## Exercise objective
How many lines in the records below contain the string "pole"? Reply with the number only.

## Stored records
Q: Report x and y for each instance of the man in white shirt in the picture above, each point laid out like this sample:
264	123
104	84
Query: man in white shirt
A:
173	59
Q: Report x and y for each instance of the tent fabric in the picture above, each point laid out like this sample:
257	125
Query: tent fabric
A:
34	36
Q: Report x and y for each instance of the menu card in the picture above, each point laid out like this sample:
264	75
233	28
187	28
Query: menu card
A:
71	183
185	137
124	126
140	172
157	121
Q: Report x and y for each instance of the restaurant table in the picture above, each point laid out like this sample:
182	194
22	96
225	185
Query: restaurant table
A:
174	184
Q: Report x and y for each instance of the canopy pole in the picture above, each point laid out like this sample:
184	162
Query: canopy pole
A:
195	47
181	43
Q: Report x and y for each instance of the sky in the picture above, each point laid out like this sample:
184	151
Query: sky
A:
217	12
==
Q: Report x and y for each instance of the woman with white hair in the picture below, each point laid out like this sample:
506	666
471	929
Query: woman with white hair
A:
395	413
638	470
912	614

## Written answer
2